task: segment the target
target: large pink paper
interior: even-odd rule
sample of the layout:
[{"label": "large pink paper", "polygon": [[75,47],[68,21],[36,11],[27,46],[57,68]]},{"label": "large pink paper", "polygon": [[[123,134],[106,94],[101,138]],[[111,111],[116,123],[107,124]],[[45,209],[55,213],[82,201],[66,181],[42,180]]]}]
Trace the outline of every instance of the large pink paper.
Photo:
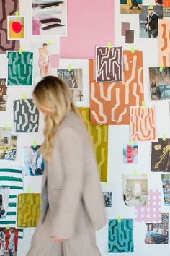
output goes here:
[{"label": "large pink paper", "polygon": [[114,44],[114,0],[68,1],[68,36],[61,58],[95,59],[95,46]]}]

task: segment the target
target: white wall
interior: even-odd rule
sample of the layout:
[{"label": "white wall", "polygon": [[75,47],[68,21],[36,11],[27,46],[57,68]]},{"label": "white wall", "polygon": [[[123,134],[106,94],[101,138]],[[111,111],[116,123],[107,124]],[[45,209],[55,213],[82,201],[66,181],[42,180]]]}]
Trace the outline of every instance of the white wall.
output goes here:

= = =

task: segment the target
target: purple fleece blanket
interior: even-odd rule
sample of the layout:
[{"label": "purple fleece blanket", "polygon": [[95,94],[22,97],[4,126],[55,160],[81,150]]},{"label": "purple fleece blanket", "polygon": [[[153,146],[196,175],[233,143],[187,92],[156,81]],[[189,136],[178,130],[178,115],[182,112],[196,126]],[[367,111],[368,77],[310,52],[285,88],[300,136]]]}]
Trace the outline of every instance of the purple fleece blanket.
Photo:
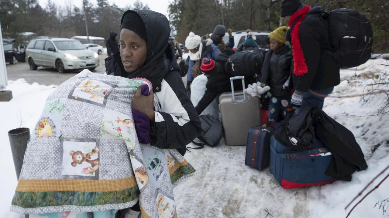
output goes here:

= = =

» **Task brief**: Count the lines in the rows above that contain the string "purple", treating uppercase and lowercase as distinct. Reply with the number alone.

» **Result of the task**: 3